| Prompt |
Copy out only the entries from the line with "Reviewer note: confirm that each instance of the red" through the line with "[(227, 69), (135, 105)]", both lines included. Leave each request unchanged, and add 115 to every x and y pixel coordinate in the answers.

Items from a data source

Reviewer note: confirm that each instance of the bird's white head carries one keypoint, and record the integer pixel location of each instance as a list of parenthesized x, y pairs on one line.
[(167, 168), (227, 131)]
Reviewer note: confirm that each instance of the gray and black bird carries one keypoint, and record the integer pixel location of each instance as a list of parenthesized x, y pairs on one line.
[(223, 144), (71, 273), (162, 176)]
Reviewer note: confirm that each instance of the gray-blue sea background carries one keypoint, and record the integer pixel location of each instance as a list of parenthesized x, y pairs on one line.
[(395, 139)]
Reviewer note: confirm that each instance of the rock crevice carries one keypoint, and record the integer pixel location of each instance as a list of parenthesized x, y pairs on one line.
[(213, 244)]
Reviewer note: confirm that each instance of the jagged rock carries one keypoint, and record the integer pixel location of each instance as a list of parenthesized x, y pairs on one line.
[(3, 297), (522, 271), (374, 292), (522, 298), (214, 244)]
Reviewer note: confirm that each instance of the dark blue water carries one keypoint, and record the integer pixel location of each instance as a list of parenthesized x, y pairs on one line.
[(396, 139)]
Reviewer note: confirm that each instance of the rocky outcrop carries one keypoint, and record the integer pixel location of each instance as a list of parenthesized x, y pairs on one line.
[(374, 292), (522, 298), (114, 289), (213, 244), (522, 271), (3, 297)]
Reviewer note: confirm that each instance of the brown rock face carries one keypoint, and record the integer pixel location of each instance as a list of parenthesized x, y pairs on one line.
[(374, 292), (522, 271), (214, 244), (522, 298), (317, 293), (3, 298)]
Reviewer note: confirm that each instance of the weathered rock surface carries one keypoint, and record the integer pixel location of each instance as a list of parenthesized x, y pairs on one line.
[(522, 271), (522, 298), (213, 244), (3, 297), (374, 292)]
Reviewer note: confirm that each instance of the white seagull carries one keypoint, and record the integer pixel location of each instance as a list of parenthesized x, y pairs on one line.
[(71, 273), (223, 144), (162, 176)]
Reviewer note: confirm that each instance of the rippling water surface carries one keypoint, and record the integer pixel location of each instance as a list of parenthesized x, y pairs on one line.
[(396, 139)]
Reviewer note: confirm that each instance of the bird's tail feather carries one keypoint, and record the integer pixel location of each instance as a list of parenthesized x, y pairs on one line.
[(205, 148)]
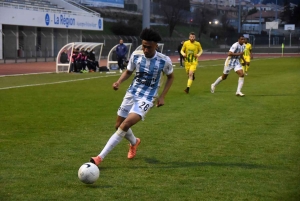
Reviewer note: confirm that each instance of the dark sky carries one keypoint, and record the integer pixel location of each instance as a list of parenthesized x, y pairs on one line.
[(280, 2)]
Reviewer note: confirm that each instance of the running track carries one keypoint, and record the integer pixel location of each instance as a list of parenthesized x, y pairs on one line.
[(46, 67)]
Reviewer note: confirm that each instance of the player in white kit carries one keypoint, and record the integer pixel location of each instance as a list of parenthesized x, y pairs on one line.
[(149, 66)]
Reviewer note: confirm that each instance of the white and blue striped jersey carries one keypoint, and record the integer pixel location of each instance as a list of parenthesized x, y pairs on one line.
[(149, 72), (234, 60)]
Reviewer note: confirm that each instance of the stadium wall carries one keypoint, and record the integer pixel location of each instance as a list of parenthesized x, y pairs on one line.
[(31, 31)]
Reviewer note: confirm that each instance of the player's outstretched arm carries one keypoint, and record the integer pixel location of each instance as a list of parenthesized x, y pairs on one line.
[(161, 98)]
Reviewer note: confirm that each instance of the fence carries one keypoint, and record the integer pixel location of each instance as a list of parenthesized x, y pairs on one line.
[(41, 47)]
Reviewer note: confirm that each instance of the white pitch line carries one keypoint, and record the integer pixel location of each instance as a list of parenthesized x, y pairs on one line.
[(42, 84)]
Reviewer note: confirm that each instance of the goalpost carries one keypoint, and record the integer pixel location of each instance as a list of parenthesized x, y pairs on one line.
[(111, 60), (70, 47), (160, 47), (270, 26)]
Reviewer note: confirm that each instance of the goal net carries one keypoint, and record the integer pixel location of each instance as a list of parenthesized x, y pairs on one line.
[(112, 62), (63, 62), (160, 47)]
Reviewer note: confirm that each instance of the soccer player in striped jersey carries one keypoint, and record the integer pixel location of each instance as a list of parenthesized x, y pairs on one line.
[(247, 56), (149, 66), (235, 53), (191, 50)]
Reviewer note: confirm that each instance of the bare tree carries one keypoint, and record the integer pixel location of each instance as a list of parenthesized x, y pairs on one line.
[(174, 12), (201, 17)]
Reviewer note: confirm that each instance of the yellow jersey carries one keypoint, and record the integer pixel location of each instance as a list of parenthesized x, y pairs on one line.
[(190, 49), (248, 49)]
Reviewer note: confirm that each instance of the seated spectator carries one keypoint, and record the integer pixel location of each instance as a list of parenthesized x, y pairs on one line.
[(64, 57), (83, 60), (73, 67), (92, 63)]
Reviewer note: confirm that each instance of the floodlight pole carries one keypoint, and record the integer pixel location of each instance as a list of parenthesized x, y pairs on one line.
[(270, 37), (239, 21), (290, 38), (146, 14)]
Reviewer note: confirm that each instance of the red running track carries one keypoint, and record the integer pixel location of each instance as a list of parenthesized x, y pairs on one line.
[(44, 67)]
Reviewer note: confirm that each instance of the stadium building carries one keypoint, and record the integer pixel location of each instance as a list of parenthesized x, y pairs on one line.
[(36, 28)]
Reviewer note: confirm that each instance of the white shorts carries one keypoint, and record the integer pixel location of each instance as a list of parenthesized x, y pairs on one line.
[(227, 69), (135, 105)]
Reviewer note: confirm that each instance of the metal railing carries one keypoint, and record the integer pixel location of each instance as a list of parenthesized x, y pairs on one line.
[(46, 9)]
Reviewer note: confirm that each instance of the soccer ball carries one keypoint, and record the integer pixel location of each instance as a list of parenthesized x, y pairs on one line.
[(88, 173)]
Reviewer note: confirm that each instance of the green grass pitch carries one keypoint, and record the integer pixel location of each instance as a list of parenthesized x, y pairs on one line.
[(198, 146)]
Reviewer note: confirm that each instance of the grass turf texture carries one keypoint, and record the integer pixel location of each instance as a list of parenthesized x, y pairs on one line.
[(199, 146)]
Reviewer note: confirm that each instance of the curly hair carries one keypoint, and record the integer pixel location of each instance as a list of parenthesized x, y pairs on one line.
[(149, 34)]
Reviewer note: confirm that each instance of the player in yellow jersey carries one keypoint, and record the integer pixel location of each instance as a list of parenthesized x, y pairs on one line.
[(247, 56), (191, 50)]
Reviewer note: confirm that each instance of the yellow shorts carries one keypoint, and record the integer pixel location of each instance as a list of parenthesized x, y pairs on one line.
[(190, 66)]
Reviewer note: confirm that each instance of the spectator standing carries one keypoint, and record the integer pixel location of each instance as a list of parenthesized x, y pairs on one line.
[(121, 52)]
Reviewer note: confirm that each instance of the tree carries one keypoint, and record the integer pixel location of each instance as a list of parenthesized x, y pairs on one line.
[(174, 12), (201, 17)]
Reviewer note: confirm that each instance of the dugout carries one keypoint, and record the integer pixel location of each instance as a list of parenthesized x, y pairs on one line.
[(64, 67), (112, 57), (160, 47)]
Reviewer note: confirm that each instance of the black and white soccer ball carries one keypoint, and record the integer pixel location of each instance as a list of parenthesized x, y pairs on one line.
[(88, 173)]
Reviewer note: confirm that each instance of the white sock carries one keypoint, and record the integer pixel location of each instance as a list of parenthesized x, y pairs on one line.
[(218, 81), (130, 137), (240, 84), (112, 142)]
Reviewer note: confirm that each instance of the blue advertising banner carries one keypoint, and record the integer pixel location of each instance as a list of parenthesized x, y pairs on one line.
[(103, 3)]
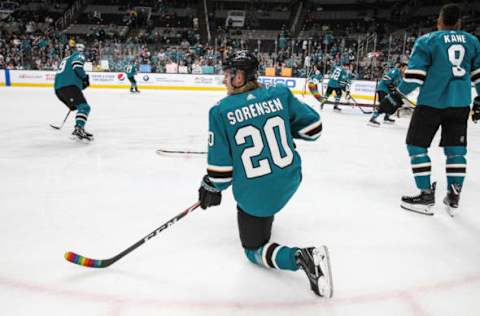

| Correct answer |
Reviewer note: confirm that each instance of the red running track carries one keypoint, and record the integer pixel location of each instance as a list of parenthesized x, y pairs on one line.
[(159, 182)]
Reviewer note: confirm that each instance of the stadium building carries one keypoint, and record the integer pixel location of each instance as a list of parenthesized x, y pairs on one line.
[(151, 143)]
Reviewer note: confirm that each instance of the white shorts carries one keypoint, and record the integer pixel location of each instance as a list of parenthesized x, y pairs on one line.
[(342, 184), (250, 220)]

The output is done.